The Wound of the Jews: The Narrative of Pain and Defense of Identity


Many Jews see themselves as bearing, in their collective memory, much pain and sorrow. The matter is not limited to the Holocaust or waves of anti-Semitism alone, but extends further, to a sense that the religion they carried for centuries was usurped, distorted, its meanings altered, and even turned into a weapon raised against them.


Jews consider themselves the origin of the story, the bearers of the Torah and its guardians. In their view, had they not preserved the texts and divine laws, neither Christianity nor Islam would have arisen. Hence arises a bitter astonishment that a day should come when the “gentiles” claim to be “God’s Chosen People,” while the Jews see themselves as the people of the covenant, the divine law, and the treasury of revelation. This wound deepens when they perceive that their book—the Old Testament—was taken out of its context, and that entirely new books were added to it, narrating divine accounts that transcend the conditions of the Mosaic covenant and its laws.


Despite their errors and stumblings, they believe that God redeems them, returns them to Him, and fulfills His promise to them. This conviction serves both as a safeguard against attempts to erase their identity, and as a motive to cling to the divine promise.

▶ WHAT THIS TASK INVOLVES:
Quote the passage on Jewish collective memory and identity in full, word for word.

[Stored records]
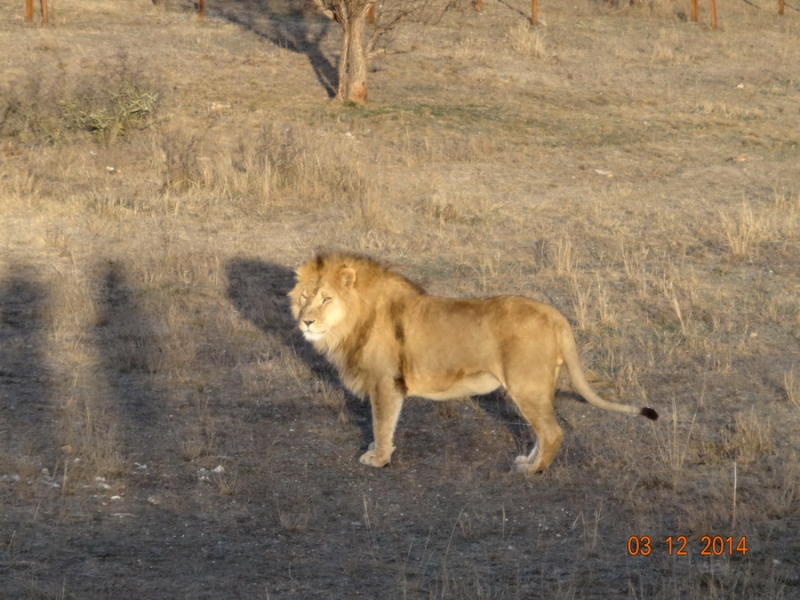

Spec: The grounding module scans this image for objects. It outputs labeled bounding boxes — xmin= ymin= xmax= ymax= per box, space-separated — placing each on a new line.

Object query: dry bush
xmin=723 ymin=408 xmax=773 ymax=464
xmin=506 ymin=21 xmax=547 ymax=58
xmin=0 ymin=52 xmax=161 ymax=144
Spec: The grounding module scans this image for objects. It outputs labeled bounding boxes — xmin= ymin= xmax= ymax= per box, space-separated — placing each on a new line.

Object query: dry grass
xmin=0 ymin=0 xmax=800 ymax=598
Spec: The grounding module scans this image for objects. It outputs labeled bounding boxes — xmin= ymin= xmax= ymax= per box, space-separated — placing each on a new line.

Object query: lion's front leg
xmin=359 ymin=382 xmax=403 ymax=467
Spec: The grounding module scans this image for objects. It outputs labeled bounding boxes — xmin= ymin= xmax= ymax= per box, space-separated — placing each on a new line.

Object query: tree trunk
xmin=336 ymin=0 xmax=374 ymax=104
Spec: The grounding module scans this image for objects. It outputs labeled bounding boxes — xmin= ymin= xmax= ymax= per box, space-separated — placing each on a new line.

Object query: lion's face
xmin=290 ymin=280 xmax=347 ymax=342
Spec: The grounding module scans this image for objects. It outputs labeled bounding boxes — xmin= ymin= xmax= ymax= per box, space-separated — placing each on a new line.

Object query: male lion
xmin=289 ymin=253 xmax=658 ymax=473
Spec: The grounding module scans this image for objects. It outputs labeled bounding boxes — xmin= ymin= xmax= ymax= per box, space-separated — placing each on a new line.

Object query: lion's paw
xmin=358 ymin=442 xmax=394 ymax=467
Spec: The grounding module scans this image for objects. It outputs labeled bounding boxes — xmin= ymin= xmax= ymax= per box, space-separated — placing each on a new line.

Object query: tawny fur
xmin=289 ymin=253 xmax=658 ymax=472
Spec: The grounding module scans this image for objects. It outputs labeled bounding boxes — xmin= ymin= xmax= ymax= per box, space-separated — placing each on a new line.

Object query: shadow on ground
xmin=210 ymin=0 xmax=339 ymax=98
xmin=0 ymin=266 xmax=56 ymax=466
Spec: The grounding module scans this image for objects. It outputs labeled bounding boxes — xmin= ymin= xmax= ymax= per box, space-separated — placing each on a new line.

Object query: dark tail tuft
xmin=639 ymin=408 xmax=658 ymax=421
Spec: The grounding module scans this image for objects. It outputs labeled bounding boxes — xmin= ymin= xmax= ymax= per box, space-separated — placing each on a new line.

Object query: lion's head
xmin=289 ymin=257 xmax=356 ymax=342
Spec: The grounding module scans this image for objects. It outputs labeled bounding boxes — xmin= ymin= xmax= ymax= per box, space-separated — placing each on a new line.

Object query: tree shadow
xmin=212 ymin=0 xmax=339 ymax=98
xmin=225 ymin=258 xmax=372 ymax=445
xmin=0 ymin=267 xmax=56 ymax=464
xmin=93 ymin=262 xmax=167 ymax=463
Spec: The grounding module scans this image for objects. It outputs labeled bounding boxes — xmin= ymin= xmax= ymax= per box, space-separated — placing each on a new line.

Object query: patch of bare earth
xmin=0 ymin=0 xmax=800 ymax=599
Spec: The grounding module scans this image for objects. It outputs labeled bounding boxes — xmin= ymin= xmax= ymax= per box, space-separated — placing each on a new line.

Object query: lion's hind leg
xmin=508 ymin=381 xmax=564 ymax=473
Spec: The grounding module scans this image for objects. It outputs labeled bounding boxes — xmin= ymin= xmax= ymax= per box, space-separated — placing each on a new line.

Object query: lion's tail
xmin=559 ymin=319 xmax=658 ymax=421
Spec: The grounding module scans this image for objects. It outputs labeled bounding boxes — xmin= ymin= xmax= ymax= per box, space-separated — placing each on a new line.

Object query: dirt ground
xmin=0 ymin=0 xmax=800 ymax=599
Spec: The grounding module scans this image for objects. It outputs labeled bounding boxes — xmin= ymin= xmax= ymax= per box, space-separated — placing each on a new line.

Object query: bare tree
xmin=312 ymin=0 xmax=459 ymax=104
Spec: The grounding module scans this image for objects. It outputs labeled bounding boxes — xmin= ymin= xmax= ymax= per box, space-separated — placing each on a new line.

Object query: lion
xmin=288 ymin=253 xmax=658 ymax=473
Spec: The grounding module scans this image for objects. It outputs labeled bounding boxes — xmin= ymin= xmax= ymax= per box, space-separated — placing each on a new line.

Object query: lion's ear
xmin=339 ymin=267 xmax=356 ymax=288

▶ RESULT BELOW:
The Wound of the Jews: The Narrative of Pain and Defense of Identity


Many Jews see themselves as bearing, in their collective memory, much pain and sorrow. The matter is not limited to the Holocaust or waves of anti-Semitism alone, but extends further, to a sense that the religion they carried for centuries was usurped, distorted, its meanings altered, and even turned into a weapon raised against them.


Jews consider themselves the origin of the story, the bearers of the Torah and its guardians. In their view, had they not preserved the texts and divine laws, neither Christianity nor Islam would have arisen. Hence arises a bitter astonishment that a day should come when the “gentiles” claim to be “God’s Chosen People,” while the Jews see themselves as the people of the covenant, the divine law, and the treasury of revelation. This wound deepens when they perceive that their book—the Old Testament—was taken out of its context, and that entirely new books were added to it, narrating divine accounts that transcend the conditions of the Mosaic covenant and its laws.


Despite their errors and stumblings, they believe that God redeems them, returns them to Him, and fulfills His promise to them. This conviction serves both as a safeguard against attempts to erase their identity, and as a motive to cling to the divine promise.